_What to do:_
The excerpt on restoring fallen church leaders cites two men who were restored to ministry after sinning gravely. Which two men does it name?

-------- Document excerpt --------

But what of church leaders who destroy their integrity through sin? By all rights, they are “disqualified” from serving as leaders in the church. They are no longer above reproach; they have given cause for accusation and scandal.

Is this disqualification permanent? Or is restoration to leadership possible for one who has fallen? Opinions on this matter vary, as do the circumstances that call for some form of restoration. God has called spiritual people to restore brothers who are caught in sin (Galatians 6:1). Restoration is a part of His plan for the church. But restoration to what?

Some immediate observations:

  • The command to “restore” has no qualifiers. The idea of restoration includes a return to what once was. The Bible does not say, “This far and no farther.” There are no explicit limits set on the level of restoration. (Galatians 6:1)
  • The one passage that mentions “disqualification” gives no explicit time frame or indication that the status is permanent. Furthermore, the passage is Paul's discussion of his own ministry and practice of self-discipline. It is not a primer for dealing with potentially disqualifying sins. (I Corinthians 9:24-27)
  • The lists of qualifications for elders in the church involve character traits and reputations that have been developed over time. They do not indicate that leaders must be sinless; they teach that godly leaders maintain patterns of life that reveal moral, practical, and spiritual maturity. Furthermore, the Scriptures do not divide qualifications into categories as if some sins could disqualify while others do not. (I Timothy 3:1-13, Titus 1:5-9)
  • The Bible gives examples of men who experienced restoration to ministry, even men who sinned gravely (Peter, John Mark). Yes, there are also examples of God's people receiving serious and immediate discipline, and examples of the church confronting unrepentant leaders. Yet the Bible records men “after God's own heart” who have been restored to God and to ministry, men who turn and “teach transgressors ... so that sinners are converted” to God. (John 21; Acts 15:36-41 with II Timothy 4:11; Psalm 51)
  • A man may well build a reputation for godliness through the way he deals with public sin. Through public repentance and the process of living accountably, he may prove a heart of submission, brokenness, humility, and love for the Word. (II Corinthians 7:8-12)
  • It takes significant time to build a reputation, especially one that has been damaged by sin.

A guideline for restoration to ministry may well be developed from the elements of “calling” that are normally considered for any potential leader moving toward a public role in the church. Are these elements in place in the life of the man being restored?

1. The Desire

I Timothy 3:1 tells us that the desire to serve as an elder in the church is a good desire. Paul even uses in the original language a strong word for “desire” to indicate it is a heavy and compelling force in the life of the leader-to-be.

-------- Provided data --------

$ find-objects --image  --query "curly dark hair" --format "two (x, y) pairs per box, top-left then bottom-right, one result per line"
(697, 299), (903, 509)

--------

_Complete answer:_
Peter and John Mark.